What you are asked to do.
When you reach the records below, output each one exactly.
------ Extracted data
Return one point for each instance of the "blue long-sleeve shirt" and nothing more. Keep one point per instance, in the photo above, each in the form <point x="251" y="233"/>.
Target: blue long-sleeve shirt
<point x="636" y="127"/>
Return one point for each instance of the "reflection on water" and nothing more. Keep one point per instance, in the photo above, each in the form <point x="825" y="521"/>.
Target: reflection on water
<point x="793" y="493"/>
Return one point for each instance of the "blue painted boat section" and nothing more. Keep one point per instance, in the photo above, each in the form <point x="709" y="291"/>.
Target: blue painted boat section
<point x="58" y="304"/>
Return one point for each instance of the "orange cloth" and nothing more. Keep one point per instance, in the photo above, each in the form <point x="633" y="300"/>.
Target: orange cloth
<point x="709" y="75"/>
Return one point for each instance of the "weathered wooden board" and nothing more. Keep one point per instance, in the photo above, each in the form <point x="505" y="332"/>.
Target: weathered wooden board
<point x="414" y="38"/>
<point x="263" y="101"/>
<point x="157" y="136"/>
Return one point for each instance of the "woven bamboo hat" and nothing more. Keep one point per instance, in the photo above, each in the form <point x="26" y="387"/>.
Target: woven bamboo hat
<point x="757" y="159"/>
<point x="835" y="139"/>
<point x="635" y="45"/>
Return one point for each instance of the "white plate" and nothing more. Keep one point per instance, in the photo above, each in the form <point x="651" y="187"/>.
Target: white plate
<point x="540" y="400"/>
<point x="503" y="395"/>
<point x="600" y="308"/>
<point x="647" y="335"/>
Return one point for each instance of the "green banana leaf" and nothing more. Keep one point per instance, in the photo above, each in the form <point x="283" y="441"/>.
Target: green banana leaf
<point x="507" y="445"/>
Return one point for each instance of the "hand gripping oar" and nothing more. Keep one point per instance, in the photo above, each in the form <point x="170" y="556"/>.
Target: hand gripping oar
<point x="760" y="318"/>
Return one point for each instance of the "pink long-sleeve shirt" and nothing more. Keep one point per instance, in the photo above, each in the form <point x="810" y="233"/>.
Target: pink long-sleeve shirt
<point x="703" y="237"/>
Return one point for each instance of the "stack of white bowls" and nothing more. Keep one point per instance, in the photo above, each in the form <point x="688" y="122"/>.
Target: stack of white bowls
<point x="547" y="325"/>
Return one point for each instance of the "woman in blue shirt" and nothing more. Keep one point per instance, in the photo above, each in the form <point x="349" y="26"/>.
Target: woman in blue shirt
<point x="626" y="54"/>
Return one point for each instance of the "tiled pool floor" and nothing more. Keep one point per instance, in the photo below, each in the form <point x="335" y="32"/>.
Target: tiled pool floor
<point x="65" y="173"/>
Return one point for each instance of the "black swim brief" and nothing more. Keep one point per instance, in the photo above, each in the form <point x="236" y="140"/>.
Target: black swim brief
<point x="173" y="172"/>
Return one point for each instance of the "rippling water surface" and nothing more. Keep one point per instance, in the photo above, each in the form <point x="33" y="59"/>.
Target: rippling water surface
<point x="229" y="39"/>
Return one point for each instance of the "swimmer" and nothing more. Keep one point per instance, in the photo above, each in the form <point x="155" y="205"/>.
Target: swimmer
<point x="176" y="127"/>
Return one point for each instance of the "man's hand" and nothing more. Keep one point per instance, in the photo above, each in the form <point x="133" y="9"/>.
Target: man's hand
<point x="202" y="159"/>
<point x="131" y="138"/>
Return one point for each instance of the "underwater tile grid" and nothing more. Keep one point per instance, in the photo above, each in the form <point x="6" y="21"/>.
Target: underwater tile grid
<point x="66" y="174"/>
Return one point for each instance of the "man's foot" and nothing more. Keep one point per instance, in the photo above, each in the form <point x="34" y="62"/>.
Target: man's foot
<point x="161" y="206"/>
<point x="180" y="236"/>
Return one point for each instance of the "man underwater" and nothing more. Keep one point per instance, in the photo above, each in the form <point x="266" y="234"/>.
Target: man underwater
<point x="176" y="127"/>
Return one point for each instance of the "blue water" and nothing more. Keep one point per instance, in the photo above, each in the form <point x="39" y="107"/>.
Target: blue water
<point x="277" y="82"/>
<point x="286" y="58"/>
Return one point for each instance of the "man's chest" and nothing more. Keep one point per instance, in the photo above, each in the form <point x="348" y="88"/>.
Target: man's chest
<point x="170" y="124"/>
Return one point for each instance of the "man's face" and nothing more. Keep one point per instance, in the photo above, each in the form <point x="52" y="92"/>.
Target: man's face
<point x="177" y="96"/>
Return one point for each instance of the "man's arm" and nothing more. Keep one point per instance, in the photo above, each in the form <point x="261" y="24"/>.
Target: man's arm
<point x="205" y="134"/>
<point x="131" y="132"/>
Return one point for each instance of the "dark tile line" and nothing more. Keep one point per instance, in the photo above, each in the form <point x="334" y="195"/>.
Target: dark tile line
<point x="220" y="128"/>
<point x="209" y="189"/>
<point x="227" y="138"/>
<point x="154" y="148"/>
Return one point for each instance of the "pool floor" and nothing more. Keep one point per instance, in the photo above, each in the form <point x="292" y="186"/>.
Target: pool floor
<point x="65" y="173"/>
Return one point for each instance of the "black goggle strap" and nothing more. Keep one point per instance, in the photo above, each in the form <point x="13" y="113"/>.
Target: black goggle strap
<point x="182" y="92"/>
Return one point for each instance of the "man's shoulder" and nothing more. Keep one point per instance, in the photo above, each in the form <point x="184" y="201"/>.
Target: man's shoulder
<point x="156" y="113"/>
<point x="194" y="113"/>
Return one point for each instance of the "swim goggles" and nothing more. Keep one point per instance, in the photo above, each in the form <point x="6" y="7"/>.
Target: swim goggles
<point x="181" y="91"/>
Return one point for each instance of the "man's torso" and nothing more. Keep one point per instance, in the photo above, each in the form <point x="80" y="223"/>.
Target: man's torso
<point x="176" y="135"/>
------------
Exercise solution.
Return one point for each instance of the "blue long-sleeve shirt" and nothing more. Keep one point per instance, in the photo above, each in the form <point x="251" y="233"/>.
Target: blue long-sleeve shirt
<point x="636" y="127"/>
Return one point for each instance of the "reflection on water" and nothing more. Keep one point per instance, in the photo above, each in the form <point x="825" y="521"/>.
Target: reflection on water
<point x="793" y="493"/>
Return one point for each instance of the "blue painted boat section" and nothing more. Keep one point per instance, in the photo above, each in the form <point x="709" y="291"/>.
Target: blue painted boat section
<point x="58" y="304"/>
Return one point for each instance of the "orange cloth" and nothing more. Keep one point per instance, in the photo above, each in the form <point x="633" y="300"/>.
Target: orange cloth
<point x="709" y="75"/>
Return one point for each instance of the "weathered wooden board" and nothing more. Keep one point per instance, in the photo above, each in the form <point x="505" y="332"/>.
Target: weathered wooden board
<point x="414" y="38"/>
<point x="263" y="101"/>
<point x="157" y="136"/>
Return one point for each instance of the "woven bamboo hat" and nothing more. Keep one point per instance, in the photo above, each in the form <point x="26" y="387"/>.
Target: woven bamboo hat
<point x="757" y="159"/>
<point x="835" y="139"/>
<point x="635" y="45"/>
Return one point for each instance of the "white plate" and nothing more. Keep one point per instance, in the photo above, each in the form <point x="651" y="187"/>.
Target: white plate
<point x="540" y="400"/>
<point x="503" y="395"/>
<point x="600" y="308"/>
<point x="647" y="335"/>
Return one point for each instance of the "green banana leaf" and nothing more. Keep one point per instance, in the photo above, each in the form <point x="283" y="441"/>.
Target: green banana leaf
<point x="507" y="445"/>
Return one point for each instance of the "hand gripping oar" and nothing more. Keep one point per instance, in the photo above, each in the form <point x="170" y="556"/>.
Target: hand gripping oar
<point x="760" y="318"/>
Return one point for each instance of the "pink long-sleeve shirt" and nothing more. Keep one point per instance, in the photo above, each in the form <point x="810" y="233"/>.
Target: pink long-sleeve shirt
<point x="703" y="237"/>
Return one point for each instance of the "stack of white bowls" and nothing more. Keep one point per instance, in the photo above, each in the form <point x="688" y="122"/>.
Target: stack of white bowls
<point x="547" y="325"/>
Return one point for each instance of the "woman in blue shirt" and nothing more. Keep one point per instance, in the photo above, each in the form <point x="349" y="26"/>.
Target: woman in blue shirt
<point x="626" y="54"/>
Return one point for each instance of the "tiled pool floor" and nothing more. Keep one point per instance, in the photo below, each in the form <point x="335" y="32"/>.
Target: tiled pool floor
<point x="65" y="173"/>
Return one point for each instance of the "black swim brief" and nothing more. Keep one point per instance, in the photo above, each in the form <point x="236" y="140"/>.
Target: black swim brief
<point x="173" y="172"/>
Return one point for each instance of the "rippling water surface" and nothing more. Keep one point per instance, in the photo above, each in the form <point x="33" y="59"/>.
Target: rippling water surface
<point x="229" y="39"/>
Return one point for each instance of the "swimmer" and nothing more. Keep one point per instance, in the photo above, each in the form <point x="155" y="205"/>.
Target: swimmer
<point x="176" y="127"/>
Return one point for each instance of the "man's hand" and nothing more. Keep one point per instance, in the photo above, each in the form <point x="133" y="9"/>.
Target: man's hand
<point x="202" y="159"/>
<point x="131" y="138"/>
Return one point for each instance of the "underwater tile grid" and nothing more. Keep one point per instance, in the photo above, each in the form <point x="6" y="21"/>.
Target: underwater tile grid
<point x="66" y="174"/>
Return one point for each instance of the "man's foot" and nothing more. Keep one point per instance, in the photo above, each in the form <point x="34" y="62"/>.
Target: man's foot
<point x="161" y="206"/>
<point x="180" y="236"/>
Return one point for each instance of the "man underwater" and nothing more. Keep one point per instance, in the photo above, each in the form <point x="266" y="234"/>.
Target: man underwater
<point x="176" y="127"/>
Return one point for each instance of the "blue water" and nothing more. Keep one point per instance, in the photo above, each in the form <point x="39" y="107"/>.
Target: blue water
<point x="277" y="82"/>
<point x="286" y="58"/>
Return one point for each instance of the "man's chest" and nothing more. Keep one point per instance, in the photo above, each in the form <point x="348" y="88"/>.
Target: man's chest
<point x="170" y="124"/>
Return one point for each instance of the "man's face" and nothing more. Keep one point per instance, in the photo above, each in the form <point x="52" y="92"/>.
Target: man's face
<point x="177" y="96"/>
Return one point for each instance of the "man's arm" and nothing more. Keep one point per instance, in the photo above, each in the form <point x="261" y="24"/>.
Target: man's arm
<point x="205" y="134"/>
<point x="131" y="132"/>
Return one point for each instance of the "dark tile line" and nothing more. Keep one point per instance, in the photo above, each in the form <point x="334" y="195"/>.
Target: dark tile line
<point x="220" y="128"/>
<point x="209" y="189"/>
<point x="227" y="138"/>
<point x="154" y="148"/>
Return one point for each instance of the "pool floor" and nothing more. Keep one point per instance, in the photo above, each in the form <point x="292" y="186"/>.
Target: pool floor
<point x="65" y="173"/>
Return one point for each instance of the "black goggle strap" and nothing more. Keep one point per instance, in the photo above, each in the form <point x="13" y="113"/>.
Target: black goggle strap
<point x="182" y="92"/>
Return one point for each instance of the "man's shoulder" and nothing more. Keep one point per instance, in the photo above, each in the form <point x="184" y="201"/>.
Target: man's shoulder
<point x="156" y="113"/>
<point x="194" y="113"/>
Return one point for each instance of the "swim goggles" and nothing more. Keep one point per instance, in the photo above, each in the form <point x="6" y="7"/>.
Target: swim goggles
<point x="181" y="91"/>
Return one point for each instance of the "man's torso" and nothing more. Keep one point per instance, in the photo above, each in the form <point x="80" y="223"/>.
Target: man's torso
<point x="176" y="135"/>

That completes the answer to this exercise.